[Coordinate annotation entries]
-- Begin --

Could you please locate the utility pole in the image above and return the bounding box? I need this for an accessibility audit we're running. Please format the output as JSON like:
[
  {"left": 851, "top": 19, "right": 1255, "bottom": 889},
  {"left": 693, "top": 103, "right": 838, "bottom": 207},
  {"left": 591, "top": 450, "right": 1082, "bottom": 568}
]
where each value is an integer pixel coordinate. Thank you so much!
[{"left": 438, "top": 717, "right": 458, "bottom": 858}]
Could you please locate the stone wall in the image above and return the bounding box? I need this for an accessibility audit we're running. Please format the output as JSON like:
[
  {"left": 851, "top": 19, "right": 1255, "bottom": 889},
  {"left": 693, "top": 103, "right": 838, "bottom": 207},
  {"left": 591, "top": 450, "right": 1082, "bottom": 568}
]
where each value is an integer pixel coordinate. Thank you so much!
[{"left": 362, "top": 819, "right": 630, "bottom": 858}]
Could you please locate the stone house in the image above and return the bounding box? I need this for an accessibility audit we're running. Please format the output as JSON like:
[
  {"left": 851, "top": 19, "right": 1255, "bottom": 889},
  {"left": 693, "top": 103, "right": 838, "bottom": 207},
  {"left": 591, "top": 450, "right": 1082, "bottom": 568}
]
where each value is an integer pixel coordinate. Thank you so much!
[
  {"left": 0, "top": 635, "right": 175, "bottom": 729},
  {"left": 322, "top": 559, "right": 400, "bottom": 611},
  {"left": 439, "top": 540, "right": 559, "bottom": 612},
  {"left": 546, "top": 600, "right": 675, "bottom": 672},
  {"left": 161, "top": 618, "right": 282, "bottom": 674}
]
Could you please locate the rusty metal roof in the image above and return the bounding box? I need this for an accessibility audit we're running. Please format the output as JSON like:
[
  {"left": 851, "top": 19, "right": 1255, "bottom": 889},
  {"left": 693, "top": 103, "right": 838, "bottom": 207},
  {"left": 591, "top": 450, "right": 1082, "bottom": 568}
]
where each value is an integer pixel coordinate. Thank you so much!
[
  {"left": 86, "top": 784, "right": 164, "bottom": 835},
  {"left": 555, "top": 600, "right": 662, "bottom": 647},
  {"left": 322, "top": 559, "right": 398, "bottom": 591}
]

-- End --

[What you need to do] Add 45 to every coordinate value in the answers, then write out again, with the requests included, the lines from the one containing "Could you please locate the rusty" through the end of the records, both ends inclusive.

[Exercise output]
Could you please locate the rusty metal roof in the image above and return the bounding box? I need this for an accessibility audit we're running. Please format the output as JSON like:
[
  {"left": 851, "top": 19, "right": 1255, "bottom": 889},
  {"left": 693, "top": 103, "right": 838, "bottom": 207},
  {"left": 591, "top": 450, "right": 1082, "bottom": 568}
]
where each value is an integer pixel coordinate. Thank you so much!
[
  {"left": 131, "top": 829, "right": 209, "bottom": 880},
  {"left": 600, "top": 645, "right": 707, "bottom": 692},
  {"left": 367, "top": 604, "right": 443, "bottom": 636}
]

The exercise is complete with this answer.